* start Input records *

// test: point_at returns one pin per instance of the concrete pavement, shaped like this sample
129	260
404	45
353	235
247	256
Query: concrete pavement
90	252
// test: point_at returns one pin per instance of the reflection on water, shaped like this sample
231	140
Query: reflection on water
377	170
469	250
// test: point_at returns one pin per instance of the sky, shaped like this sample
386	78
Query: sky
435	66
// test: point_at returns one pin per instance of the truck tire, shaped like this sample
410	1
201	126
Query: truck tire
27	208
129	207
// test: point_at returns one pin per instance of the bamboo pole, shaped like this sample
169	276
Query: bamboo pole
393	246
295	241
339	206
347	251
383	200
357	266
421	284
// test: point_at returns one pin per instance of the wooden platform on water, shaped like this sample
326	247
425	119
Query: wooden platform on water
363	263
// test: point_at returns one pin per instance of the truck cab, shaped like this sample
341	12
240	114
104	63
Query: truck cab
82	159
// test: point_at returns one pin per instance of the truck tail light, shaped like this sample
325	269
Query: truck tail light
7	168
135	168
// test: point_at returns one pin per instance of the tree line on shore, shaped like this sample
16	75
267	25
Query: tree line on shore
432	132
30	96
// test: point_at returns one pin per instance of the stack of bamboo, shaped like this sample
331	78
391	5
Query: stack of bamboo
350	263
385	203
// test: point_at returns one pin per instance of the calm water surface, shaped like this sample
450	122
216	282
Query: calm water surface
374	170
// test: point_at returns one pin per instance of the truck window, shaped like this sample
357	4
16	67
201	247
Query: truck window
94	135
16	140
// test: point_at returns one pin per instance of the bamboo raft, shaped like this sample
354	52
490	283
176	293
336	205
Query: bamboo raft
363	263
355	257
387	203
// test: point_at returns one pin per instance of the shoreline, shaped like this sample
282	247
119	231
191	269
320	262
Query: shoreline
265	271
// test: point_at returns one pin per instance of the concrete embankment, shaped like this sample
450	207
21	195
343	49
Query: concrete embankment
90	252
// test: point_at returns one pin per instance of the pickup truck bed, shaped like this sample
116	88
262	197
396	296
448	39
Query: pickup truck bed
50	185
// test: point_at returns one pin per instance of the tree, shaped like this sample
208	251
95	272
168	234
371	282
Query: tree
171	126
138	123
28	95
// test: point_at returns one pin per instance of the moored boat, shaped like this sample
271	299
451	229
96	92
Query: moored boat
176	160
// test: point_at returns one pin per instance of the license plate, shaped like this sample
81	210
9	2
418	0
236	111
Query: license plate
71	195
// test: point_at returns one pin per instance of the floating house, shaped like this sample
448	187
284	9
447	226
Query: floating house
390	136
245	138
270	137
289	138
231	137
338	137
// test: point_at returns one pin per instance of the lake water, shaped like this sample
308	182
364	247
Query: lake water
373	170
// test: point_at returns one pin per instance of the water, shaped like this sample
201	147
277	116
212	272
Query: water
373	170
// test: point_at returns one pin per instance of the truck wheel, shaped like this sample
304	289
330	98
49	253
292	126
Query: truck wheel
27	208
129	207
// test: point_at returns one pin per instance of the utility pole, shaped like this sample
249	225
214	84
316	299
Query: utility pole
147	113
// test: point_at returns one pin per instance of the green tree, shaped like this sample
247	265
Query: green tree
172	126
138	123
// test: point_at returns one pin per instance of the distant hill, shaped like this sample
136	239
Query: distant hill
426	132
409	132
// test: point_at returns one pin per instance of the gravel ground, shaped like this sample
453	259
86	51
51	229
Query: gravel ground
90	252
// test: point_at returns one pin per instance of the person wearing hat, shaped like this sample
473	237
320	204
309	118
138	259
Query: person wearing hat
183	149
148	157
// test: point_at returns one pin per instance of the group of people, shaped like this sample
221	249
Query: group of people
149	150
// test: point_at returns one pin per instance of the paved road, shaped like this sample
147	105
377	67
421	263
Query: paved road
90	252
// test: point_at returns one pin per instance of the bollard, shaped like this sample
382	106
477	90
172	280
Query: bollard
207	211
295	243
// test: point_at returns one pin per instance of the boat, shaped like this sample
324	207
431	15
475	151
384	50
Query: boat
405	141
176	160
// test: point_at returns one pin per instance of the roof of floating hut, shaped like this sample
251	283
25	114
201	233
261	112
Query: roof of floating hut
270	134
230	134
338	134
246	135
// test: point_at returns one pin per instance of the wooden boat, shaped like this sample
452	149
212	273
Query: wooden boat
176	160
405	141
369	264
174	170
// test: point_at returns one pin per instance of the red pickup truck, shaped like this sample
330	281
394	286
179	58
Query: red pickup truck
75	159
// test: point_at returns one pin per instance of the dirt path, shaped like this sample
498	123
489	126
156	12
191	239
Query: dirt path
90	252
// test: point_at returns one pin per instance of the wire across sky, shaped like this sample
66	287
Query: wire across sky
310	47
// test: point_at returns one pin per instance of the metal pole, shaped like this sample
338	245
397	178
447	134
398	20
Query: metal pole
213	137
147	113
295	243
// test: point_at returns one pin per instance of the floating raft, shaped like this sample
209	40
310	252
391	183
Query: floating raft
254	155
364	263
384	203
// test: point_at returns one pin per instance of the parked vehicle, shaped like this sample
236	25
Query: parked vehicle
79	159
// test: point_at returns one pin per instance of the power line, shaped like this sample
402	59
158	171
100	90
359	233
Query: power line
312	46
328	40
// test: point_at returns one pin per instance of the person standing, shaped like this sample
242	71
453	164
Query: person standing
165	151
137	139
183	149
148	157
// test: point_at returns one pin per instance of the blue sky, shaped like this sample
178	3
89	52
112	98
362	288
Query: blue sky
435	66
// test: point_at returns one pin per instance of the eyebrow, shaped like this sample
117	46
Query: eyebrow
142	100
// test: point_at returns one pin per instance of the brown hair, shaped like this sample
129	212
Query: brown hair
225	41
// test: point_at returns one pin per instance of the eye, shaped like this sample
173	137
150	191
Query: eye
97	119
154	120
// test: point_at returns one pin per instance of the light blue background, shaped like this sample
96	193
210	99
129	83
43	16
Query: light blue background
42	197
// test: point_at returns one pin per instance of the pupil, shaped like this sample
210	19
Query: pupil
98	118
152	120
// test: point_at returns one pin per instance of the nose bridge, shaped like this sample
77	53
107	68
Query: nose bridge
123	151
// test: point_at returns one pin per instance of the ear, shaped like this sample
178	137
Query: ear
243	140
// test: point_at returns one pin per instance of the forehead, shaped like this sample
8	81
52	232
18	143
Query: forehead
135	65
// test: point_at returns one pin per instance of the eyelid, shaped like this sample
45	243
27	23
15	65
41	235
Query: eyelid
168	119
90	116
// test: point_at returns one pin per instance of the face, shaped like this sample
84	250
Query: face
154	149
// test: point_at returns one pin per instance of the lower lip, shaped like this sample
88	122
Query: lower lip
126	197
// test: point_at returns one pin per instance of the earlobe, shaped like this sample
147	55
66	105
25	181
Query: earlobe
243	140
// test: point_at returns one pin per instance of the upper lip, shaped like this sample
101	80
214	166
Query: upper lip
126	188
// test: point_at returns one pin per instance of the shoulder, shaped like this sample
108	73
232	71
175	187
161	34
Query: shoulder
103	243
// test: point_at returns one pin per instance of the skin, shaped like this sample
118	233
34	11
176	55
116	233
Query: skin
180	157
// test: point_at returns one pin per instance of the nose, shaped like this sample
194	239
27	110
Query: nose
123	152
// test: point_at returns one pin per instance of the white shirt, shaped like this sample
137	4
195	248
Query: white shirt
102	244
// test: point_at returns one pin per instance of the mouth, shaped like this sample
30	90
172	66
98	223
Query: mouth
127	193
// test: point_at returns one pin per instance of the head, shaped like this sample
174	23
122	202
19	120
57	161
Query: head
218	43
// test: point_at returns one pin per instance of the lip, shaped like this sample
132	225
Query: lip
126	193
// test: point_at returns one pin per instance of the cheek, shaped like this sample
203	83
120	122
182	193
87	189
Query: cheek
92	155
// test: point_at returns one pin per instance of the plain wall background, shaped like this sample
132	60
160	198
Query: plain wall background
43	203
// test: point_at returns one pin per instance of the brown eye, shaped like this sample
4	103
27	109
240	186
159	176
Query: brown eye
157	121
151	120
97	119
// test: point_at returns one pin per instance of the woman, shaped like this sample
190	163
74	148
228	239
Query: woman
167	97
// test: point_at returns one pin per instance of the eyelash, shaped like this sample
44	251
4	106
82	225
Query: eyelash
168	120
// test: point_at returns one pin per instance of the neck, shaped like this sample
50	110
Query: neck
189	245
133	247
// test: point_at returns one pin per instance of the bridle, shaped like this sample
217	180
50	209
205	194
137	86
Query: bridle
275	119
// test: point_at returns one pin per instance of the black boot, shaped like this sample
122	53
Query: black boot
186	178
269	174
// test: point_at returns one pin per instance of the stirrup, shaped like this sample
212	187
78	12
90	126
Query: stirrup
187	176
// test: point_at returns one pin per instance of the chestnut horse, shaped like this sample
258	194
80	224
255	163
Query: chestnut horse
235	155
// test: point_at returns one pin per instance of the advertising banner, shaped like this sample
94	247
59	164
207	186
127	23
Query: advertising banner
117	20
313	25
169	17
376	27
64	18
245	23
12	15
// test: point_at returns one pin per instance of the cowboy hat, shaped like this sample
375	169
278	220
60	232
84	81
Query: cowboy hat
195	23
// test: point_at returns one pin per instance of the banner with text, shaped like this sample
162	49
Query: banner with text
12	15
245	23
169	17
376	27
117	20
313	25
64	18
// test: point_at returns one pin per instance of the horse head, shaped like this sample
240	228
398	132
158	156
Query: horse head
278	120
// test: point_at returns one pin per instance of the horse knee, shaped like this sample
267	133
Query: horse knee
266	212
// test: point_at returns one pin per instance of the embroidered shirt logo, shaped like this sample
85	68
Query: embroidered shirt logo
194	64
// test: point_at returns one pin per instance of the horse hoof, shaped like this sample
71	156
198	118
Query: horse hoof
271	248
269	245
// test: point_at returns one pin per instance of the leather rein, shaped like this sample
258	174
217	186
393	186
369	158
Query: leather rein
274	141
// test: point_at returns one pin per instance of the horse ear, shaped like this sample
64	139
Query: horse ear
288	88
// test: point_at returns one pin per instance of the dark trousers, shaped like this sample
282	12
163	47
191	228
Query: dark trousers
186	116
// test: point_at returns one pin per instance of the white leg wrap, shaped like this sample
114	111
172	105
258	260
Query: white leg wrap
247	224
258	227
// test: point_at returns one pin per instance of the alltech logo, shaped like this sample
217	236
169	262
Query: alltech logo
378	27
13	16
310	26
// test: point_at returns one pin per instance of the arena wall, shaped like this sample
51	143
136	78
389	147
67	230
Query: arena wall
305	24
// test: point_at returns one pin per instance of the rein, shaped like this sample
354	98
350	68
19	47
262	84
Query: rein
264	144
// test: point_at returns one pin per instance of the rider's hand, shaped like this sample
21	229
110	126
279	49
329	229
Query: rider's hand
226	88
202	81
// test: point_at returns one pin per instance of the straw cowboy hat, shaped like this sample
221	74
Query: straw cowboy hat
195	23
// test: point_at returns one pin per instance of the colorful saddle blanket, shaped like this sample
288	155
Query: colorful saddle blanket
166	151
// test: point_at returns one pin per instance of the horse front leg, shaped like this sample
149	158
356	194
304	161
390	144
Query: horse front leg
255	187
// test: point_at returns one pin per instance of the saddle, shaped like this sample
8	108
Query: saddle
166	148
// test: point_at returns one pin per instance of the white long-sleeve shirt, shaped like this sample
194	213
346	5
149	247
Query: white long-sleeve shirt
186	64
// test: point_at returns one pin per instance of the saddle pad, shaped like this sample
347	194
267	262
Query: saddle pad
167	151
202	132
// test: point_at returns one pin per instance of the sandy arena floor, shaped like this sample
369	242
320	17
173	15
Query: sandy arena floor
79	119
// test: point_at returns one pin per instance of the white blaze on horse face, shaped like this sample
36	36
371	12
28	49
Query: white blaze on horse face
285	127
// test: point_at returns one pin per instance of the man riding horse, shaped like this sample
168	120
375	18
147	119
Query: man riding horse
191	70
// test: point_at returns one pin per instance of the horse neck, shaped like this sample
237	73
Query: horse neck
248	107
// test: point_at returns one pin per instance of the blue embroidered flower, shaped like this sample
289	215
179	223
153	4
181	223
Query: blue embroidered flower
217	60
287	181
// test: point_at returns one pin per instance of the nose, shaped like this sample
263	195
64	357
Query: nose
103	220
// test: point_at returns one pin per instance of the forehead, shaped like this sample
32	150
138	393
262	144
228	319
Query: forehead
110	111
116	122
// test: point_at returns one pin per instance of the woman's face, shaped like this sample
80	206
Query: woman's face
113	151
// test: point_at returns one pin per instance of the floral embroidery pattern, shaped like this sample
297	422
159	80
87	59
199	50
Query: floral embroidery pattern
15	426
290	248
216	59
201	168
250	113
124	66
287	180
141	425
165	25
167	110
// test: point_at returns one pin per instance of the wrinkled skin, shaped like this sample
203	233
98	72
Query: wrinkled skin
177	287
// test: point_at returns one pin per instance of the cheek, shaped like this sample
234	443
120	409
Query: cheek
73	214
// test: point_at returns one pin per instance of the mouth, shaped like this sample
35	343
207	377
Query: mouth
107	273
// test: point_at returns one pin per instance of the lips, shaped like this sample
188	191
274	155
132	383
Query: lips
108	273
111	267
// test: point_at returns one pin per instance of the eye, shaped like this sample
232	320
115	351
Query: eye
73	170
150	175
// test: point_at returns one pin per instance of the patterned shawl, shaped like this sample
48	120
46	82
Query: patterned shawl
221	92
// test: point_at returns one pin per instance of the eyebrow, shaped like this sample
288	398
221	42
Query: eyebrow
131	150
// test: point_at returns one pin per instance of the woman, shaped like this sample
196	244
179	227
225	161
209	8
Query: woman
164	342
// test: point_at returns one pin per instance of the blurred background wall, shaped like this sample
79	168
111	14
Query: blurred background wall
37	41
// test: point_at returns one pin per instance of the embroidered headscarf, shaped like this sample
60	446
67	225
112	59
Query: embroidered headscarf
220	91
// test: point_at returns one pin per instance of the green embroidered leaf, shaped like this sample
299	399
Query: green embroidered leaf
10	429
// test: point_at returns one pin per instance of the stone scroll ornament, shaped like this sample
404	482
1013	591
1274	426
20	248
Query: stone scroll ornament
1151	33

* end Input records *

_Work to do_. Exactly and only the lines from the line containing "wrinkled skin, shaped like this sample" through the last line of the entries should be copied, both ends included.

_Answer to the task_.
// test: point_at returns one pin per instance of the wrinkled skin, shaped like this sample
203	233
98	72
Query: wrinkled skin
177	287
// test: point_at returns one pin per instance of the cheek, shaped like this sample
234	443
120	409
Query: cheek
73	214
// test: point_at returns one pin per instance of the mouth, shaped like this sample
35	343
207	377
Query: mouth
107	273
// test: point_at returns one pin per instance of the lips, shaped like this sample
188	191
274	155
132	383
Query: lips
108	273
111	267
// test: point_at returns one pin per instance of the eye, shaped like this sample
232	320
115	351
Query: eye
73	170
150	175
// test: point_at returns one pin per instance of the patterned shawl, shaped like this sample
48	120
46	82
Query: patterned shawl
221	92
// test: point_at returns one pin per instance of the eyebrow, shaped like this sample
288	398
221	42
Query: eyebrow
131	150
// test: point_at returns one pin per instance of the woman, shaped like this sample
196	244
179	227
225	161
209	8
Query: woman
164	342
// test: point_at returns one pin per instance of the blurred background wall, shaped like this sample
79	168
111	14
Query: blurred background wall
37	41
// test: point_at returns one pin per instance of the embroidered headscarf, shaped like this sample
60	446
67	225
112	59
Query: embroidered headscarf
220	91
// test: point_at returns one pin per instance of the green embroidered leaf, shaped like this sample
299	399
Query: green embroidered leaf
10	429
// test: point_at returns one pin per instance of the stone scroll ornament, shaped like this sample
404	482
1013	591
1274	426
20	248
Query: stone scroll ornament
1151	33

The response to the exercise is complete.